Quoted passage –
Content starts

Site:  Northwestern University

Principal Investigator:  Teresa K. Woodruff, PhD

Rationale

The overarching purpose of the Oncofertility Consortium is to address the fertility threat posed by today’s highly effective cancer treatments in young men, women, and children and to serve as an authoritative voice for research, clinical practice, and training at the intersection of oncology, pediatrics, reproductive science and medicine, biomechanics, material science, mathematics, social science, bioethics, religion, policy research, reproductive health law, cognitive and learning science in a new discipline called oncofertility. 

The development of this new discipline requires experts from a variety of fields in the creation of a common language and mechanisms to support communication and collaboration between Consortium members. 

The interdisciplinary approach of the Oncofertility Consortium to the issue of fertility management after cancer is rather unique. Solving the distinct needs of cancer survivors is a complicated task that requires consistent collaboration and exchanges of ideas, successes and failures across a wide variety of specialties. Thus, the group must maintain its ability to cross disciplines in order to solve problems, continue developing solutions, and translate this progress into direct patient benfits . The work of the Administrative Core is as much about keeping the vision of the ultimate scope of the project in front of the individuals and groups involved and facilitating interaction among them as it is about traditional administrative governance.

Content ends

Given data –

Content starts

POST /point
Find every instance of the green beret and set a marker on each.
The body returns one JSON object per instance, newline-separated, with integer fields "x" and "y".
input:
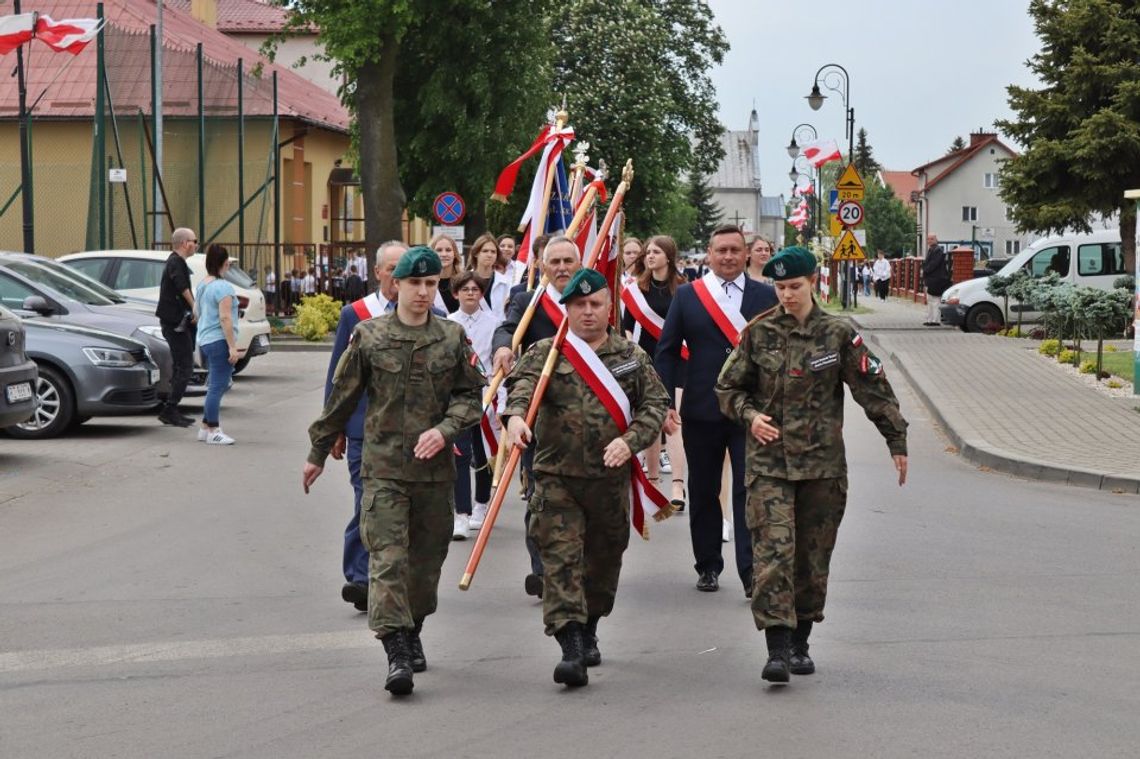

Content ends

Activity A –
Answer these questions from the Oncofertility Consortium description, giving each answer on its own line with the matching mark:
(i) Who is named as principal investigator?
(ii) What is the new discipline called?
(iii) Besides traditional administrative governance, what is the work of the Administrative Core about?
Activity B – Summarize the Oncofertility Consortium description in two sentences.
The data have nothing to do with the Oncofertility Consortium description.

Solution A –
(i) Teresa K. Woodruff, PhD.
(ii) Oncofertility.
(iii) Keeping the vision of the ultimate scope of the project in front of the individuals and groups involved, and facilitating interaction among them.

Solution B – The Oncofertility Consortium, based at Northwestern University, aims to address the threat that effective cancer treatments pose to the fertility of young men, women, and children, and to serve as an authoritative voice for a new discipline called oncofertility that spans many fields. Because meeting survivors' needs requires consistent collaboration across specialties, the Administrative Core keeps the project's vision before the groups involved and facilitates interaction among them.